Directions for this task: Each entry below is to be transcribed exactly; pictures are not copied.

════════════════════

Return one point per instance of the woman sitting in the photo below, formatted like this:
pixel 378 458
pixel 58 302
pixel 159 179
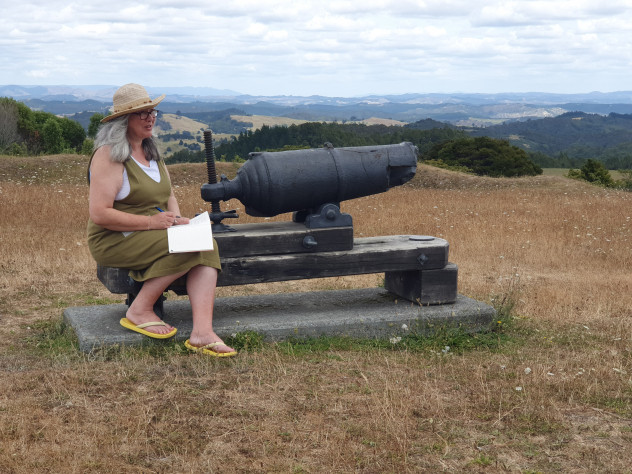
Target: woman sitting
pixel 129 187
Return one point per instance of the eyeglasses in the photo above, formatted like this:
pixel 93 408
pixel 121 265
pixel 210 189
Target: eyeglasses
pixel 144 115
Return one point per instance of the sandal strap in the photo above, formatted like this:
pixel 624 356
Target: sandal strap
pixel 213 344
pixel 151 323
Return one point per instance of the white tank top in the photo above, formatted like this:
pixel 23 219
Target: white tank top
pixel 152 171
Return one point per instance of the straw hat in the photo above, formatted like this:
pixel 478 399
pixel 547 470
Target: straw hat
pixel 131 98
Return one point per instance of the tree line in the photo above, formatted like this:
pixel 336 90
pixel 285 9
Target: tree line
pixel 31 132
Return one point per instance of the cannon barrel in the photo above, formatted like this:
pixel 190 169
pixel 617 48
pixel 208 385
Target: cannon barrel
pixel 272 183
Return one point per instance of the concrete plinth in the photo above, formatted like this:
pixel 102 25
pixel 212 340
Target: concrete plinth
pixel 363 313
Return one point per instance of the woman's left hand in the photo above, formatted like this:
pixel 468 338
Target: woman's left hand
pixel 181 220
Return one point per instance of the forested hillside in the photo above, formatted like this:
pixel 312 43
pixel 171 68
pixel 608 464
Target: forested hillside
pixel 315 134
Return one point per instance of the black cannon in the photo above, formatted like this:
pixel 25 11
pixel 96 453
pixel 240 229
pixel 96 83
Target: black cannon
pixel 312 183
pixel 319 241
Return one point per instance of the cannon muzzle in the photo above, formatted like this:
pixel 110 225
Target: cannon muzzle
pixel 272 183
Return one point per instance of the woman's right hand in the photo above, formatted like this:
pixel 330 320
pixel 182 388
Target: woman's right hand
pixel 162 220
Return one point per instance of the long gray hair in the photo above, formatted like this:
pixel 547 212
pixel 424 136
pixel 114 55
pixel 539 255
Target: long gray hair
pixel 114 134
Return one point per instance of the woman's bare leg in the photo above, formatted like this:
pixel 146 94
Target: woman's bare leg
pixel 201 283
pixel 142 308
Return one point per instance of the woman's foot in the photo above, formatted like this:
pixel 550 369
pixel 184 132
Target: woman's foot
pixel 210 345
pixel 142 317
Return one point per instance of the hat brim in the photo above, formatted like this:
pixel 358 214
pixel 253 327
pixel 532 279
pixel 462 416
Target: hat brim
pixel 145 106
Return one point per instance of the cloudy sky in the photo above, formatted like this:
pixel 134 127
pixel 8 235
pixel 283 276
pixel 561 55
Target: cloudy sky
pixel 332 48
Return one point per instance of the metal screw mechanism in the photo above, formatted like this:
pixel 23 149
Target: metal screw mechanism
pixel 216 214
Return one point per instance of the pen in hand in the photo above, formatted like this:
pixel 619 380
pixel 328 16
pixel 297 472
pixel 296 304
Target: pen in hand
pixel 177 217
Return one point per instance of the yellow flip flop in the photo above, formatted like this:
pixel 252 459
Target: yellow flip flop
pixel 208 349
pixel 139 328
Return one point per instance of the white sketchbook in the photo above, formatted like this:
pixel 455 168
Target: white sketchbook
pixel 196 236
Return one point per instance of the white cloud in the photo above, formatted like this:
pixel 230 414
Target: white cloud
pixel 327 47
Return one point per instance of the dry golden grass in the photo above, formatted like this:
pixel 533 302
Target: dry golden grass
pixel 556 397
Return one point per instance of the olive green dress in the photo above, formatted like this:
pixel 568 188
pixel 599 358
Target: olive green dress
pixel 144 253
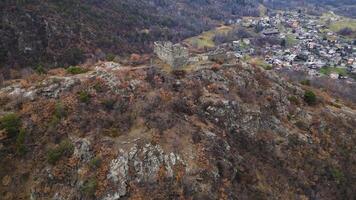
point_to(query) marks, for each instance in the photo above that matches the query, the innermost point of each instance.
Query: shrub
(75, 70)
(84, 96)
(89, 187)
(294, 100)
(65, 148)
(346, 31)
(108, 103)
(11, 123)
(110, 57)
(310, 97)
(73, 56)
(40, 69)
(112, 132)
(179, 73)
(337, 175)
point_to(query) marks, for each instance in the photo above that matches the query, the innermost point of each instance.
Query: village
(304, 43)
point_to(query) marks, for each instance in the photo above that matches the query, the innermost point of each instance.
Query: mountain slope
(235, 132)
(60, 33)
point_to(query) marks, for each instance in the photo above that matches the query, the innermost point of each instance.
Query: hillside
(233, 132)
(61, 33)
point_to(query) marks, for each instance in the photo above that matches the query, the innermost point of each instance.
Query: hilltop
(61, 33)
(220, 132)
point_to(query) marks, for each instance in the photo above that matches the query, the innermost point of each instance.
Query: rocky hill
(61, 33)
(230, 132)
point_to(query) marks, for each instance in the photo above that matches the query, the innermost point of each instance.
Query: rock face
(173, 54)
(236, 132)
(144, 163)
(57, 33)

════════════════════

Your solution:
Return one point per instance of the woman sitting in the photo below, formatted like this:
pixel 378 458
pixel 58 302
pixel 159 179
Target: woman sitting
pixel 129 187
Return one point per instance of the eyeglasses in the photo above, formatted like this:
pixel 93 408
pixel 121 265
pixel 210 189
Target: eyeglasses
pixel 144 115
Return one point per instance of the sandal strap in the photo above, formatted like this:
pixel 624 356
Target: sandal strap
pixel 213 344
pixel 151 323
Return one point per instance of the white tank top in the photo above, formatted like this:
pixel 23 219
Target: white tank top
pixel 152 171
Return one point per instance of the straw hat in the photo above, formatted like this:
pixel 478 399
pixel 547 470
Target: straw hat
pixel 131 98
Return one point per instance of the tree line in the photo above, formatted like this:
pixel 336 90
pixel 285 9
Target: tree line
pixel 31 132
Return one point per instance of the cannon barrel in the photo above, formatted like this:
pixel 190 169
pixel 617 48
pixel 208 385
Target: cannon barrel
pixel 272 183
Return one point per instance of the concrete plinth in the photo above, formatted like this:
pixel 102 25
pixel 212 340
Target: concrete plinth
pixel 363 313
Return one point per instance of the woman's left hand in the photo above, formatted like this:
pixel 468 338
Target: woman's left hand
pixel 181 220
Return one point per instance of the forested hillside in the photo above, formatted like this:
pixel 312 43
pixel 171 68
pixel 608 464
Target: forested hillside
pixel 315 134
Return one point per instance of the black cannon in the photo above, formatted like this:
pixel 25 11
pixel 96 453
pixel 240 229
pixel 96 83
Target: black cannon
pixel 312 183
pixel 319 241
Return one point per instance of the cannon muzzle in the photo above, formatted like this:
pixel 110 225
Target: cannon muzzle
pixel 272 183
Return one point per instance of the woman's right hand in the photo above, formatted like this:
pixel 330 320
pixel 182 388
Target: woman's right hand
pixel 162 220
Return one point per instance of the long gray hair in the photo above, formatted like this:
pixel 547 212
pixel 424 136
pixel 114 55
pixel 539 255
Target: long gray hair
pixel 114 134
Return one point per instance of the woman's bare leg in the photo above, formatted like this:
pixel 146 94
Target: woman's bare leg
pixel 201 283
pixel 142 308
Return one point per instance of the woman's foot in the photo above, formatted like this:
pixel 550 369
pixel 184 132
Target: woman's foot
pixel 210 345
pixel 142 317
Return one point per instance of the hat brim in the photo above, formatted like this:
pixel 358 214
pixel 253 327
pixel 532 279
pixel 462 416
Target: hat brim
pixel 145 106
Return one point per instance of the cloudy sky in the photo above, formatted like this:
pixel 134 127
pixel 8 235
pixel 283 276
pixel 561 55
Target: cloudy sky
pixel 332 48
Return one point per instance of the metal screw mechanism in the photo above, formatted like this:
pixel 23 149
Target: metal screw mechanism
pixel 216 214
Return one point per instance of the pen in hand in the photo above, formatted like this:
pixel 619 380
pixel 328 16
pixel 297 472
pixel 296 304
Target: pen in hand
pixel 177 217
Return one point per instance of the yellow flip flop in the photo above, formatted like this:
pixel 252 459
Target: yellow flip flop
pixel 208 349
pixel 139 328
Return one point per instance of the white sketchbook in the photo above, formatted like this:
pixel 455 168
Target: white sketchbook
pixel 196 236
Return one point per instance of the white cloud in the photo above, formatted like this:
pixel 230 414
Target: white cloud
pixel 327 47
Return one point per instance of the dry golden grass in the photo above, formatted like this:
pixel 533 302
Target: dry golden grass
pixel 556 397
Return one point per instance of the olive green dress in the photo above, formatted like this:
pixel 568 188
pixel 599 358
Target: olive green dress
pixel 144 253
point_to(query) marks, for each instance in the photo above that matches the query, the innermost point of each instance.
Query: shrub
(75, 70)
(84, 96)
(89, 187)
(294, 100)
(65, 148)
(346, 31)
(108, 103)
(11, 123)
(110, 57)
(310, 97)
(73, 56)
(40, 69)
(112, 132)
(179, 73)
(337, 175)
point_to(query) marks, for each instance in the photo above that matches the query, the innermost point of each instance.
Query: village
(304, 43)
point_to(query) marks, for each instance in the photo above that matches the query, the innermost point of each instance.
Query: mountain slope
(235, 132)
(60, 33)
point_to(query) marks, for each instance in the photo above that matches the query, the innermost point of each instance.
Query: hillside
(233, 132)
(61, 33)
point_to(query) marks, for each instance in the photo above that matches the query, the innermost point of each instance.
Query: hilltop
(61, 33)
(220, 132)
point_to(query) marks, for each instance in the photo above that matches the query, the innermost point of each instance.
Query: rocky hill
(61, 33)
(230, 132)
point_to(query) marks, for each instance in the photo above that matches the query, the innermost point of each instance.
Query: rock face
(173, 54)
(236, 132)
(144, 163)
(57, 33)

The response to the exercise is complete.